[Point localization data]

+++++

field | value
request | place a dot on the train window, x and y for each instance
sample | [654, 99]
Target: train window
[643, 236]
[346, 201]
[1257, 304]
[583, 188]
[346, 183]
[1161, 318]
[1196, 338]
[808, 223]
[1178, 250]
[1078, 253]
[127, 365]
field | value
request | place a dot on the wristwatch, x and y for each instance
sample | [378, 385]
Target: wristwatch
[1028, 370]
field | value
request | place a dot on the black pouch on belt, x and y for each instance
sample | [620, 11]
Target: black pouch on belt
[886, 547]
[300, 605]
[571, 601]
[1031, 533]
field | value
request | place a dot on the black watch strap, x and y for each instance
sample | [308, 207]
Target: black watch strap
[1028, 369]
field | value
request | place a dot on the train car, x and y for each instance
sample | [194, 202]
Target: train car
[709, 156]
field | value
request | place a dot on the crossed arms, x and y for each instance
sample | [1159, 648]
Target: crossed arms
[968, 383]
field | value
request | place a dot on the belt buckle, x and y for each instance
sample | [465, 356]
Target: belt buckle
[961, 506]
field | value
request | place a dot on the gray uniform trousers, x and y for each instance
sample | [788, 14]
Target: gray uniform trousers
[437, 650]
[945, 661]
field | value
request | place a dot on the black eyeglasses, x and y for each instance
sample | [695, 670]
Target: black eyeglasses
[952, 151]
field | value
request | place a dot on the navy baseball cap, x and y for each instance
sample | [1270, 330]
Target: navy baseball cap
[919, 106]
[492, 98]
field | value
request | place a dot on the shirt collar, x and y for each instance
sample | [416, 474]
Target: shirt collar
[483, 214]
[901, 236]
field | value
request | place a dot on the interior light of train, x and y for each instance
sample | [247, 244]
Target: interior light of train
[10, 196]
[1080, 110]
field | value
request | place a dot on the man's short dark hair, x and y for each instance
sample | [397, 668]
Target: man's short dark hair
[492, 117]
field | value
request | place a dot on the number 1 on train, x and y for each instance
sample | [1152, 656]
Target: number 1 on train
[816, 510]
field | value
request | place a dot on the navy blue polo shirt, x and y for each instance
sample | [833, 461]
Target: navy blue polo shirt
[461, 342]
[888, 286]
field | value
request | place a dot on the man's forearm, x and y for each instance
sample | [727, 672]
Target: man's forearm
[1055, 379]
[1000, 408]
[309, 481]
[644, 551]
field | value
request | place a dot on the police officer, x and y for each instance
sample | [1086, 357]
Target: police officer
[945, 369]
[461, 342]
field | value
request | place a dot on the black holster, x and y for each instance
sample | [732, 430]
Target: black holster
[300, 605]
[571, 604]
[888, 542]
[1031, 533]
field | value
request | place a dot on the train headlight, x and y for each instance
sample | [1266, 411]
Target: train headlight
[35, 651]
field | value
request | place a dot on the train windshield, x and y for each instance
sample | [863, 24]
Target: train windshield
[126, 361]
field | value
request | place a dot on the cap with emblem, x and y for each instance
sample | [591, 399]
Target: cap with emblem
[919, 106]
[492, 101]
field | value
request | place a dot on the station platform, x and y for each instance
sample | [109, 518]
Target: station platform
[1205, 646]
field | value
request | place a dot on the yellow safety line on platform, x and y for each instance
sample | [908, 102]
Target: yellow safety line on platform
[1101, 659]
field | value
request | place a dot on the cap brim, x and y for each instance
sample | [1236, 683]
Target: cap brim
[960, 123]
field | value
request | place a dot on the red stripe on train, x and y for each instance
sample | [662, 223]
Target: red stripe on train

+++++

▸ WORK TO COMPLETE
All of the lines above must be returned exactly as they stand.

▸ ANSWER BELOW
field | value
request | place a dot on the train window, x and y for each instance
sample | [654, 99]
Target: train window
[643, 236]
[346, 201]
[1257, 304]
[583, 188]
[346, 183]
[1161, 318]
[1196, 338]
[808, 223]
[1178, 250]
[1078, 253]
[127, 365]
field | value
request | place a dot on the wristwatch, x and y for each instance
sample | [378, 385]
Target: wristwatch
[1028, 370]
field | value
request | place a dot on the black pouch on belt, x and y for each instance
sample | [620, 11]
Target: black pouch on belt
[886, 547]
[300, 605]
[571, 601]
[1031, 533]
field | value
request | place a dot on the black watch strap, x and y for each instance
sample | [308, 207]
Target: black watch strap
[1028, 369]
field | value
request | place a dot on the train car, x and y for each instance
sample | [194, 202]
Target: train car
[709, 156]
field | value
request | place a dot on the crossed arms, x and y for each instance
sample | [1159, 648]
Target: crossed arms
[968, 383]
field | value
request | place a dot on the belt buckle, x and y for each instance
sample | [465, 356]
Target: belt buckle
[961, 506]
field | value
request | place a dot on the gray uniform trousers, x and y for each instance
sample | [788, 14]
Target: gray uniform trousers
[437, 650]
[945, 661]
field | value
request | place a dot on the black eyeglasses, x and y for each instance
sample | [695, 670]
Target: black eyeglasses
[952, 151]
field | value
request | place a dot on the navy baseball cap, x and y for each instance
sample | [1270, 330]
Target: navy baseball cap
[919, 106]
[492, 98]
field | value
request | place a dot on the shirt collar, x and y for each instance
sample | [416, 474]
Target: shirt collar
[483, 214]
[901, 236]
field | value
request | place a dot on the interior light of train, x and y for each instance
sample | [247, 244]
Target: interior light of train
[10, 196]
[1080, 110]
field | value
request | place a dot on the man's short dark hair, x and y for each instance
sample | [397, 668]
Target: man's short dark hair
[492, 117]
field | value
request | place a dot on the number 1 on train, x and y for each instance
sample | [1152, 656]
Target: number 1 on train
[816, 510]
field | value
request | place a dot on the navy blue polo shirt, x and y for each instance
sample | [833, 461]
Target: navy blue polo shirt
[461, 342]
[888, 286]
field | value
request | place a dot on the man's forearm, x and y for each instance
sample | [727, 672]
Target: man's forearm
[1055, 379]
[1000, 408]
[309, 481]
[644, 551]
field | value
request | place a dot on the police officer, x and y for each instance
sample | [1086, 357]
Target: police officer
[945, 369]
[461, 342]
field | value
request | place a dot on the black holster, x and y for each instance
sample | [732, 430]
Target: black holster
[300, 605]
[571, 604]
[888, 542]
[1031, 533]
field | value
request | place a dot on the train headlight, x and y for each instance
sample | [1266, 411]
Target: train headlight
[35, 651]
field | value
request | place a dot on the train windshield, x and y for each instance
sample | [863, 24]
Target: train windshield
[126, 361]
field | value
request | place a dot on the cap with emblem, x and y for each instance
sample | [591, 399]
Target: cap with emblem
[919, 106]
[492, 101]
field | value
request | place a dot on the station platform, x and y for each instance
sample | [109, 518]
Target: station platform
[1205, 646]
field | value
request | place a dot on the yellow safety line on platform, x and y for each instance
sample | [908, 102]
Target: yellow safety line on platform
[1101, 659]
field | value
request | place a dot on the cap brim, x and y for each instance
sample | [1236, 683]
Target: cap brim
[960, 123]
field | value
request | place a dot on the red stripe on train, x and y for each instance
sample | [662, 223]
Target: red stripe on train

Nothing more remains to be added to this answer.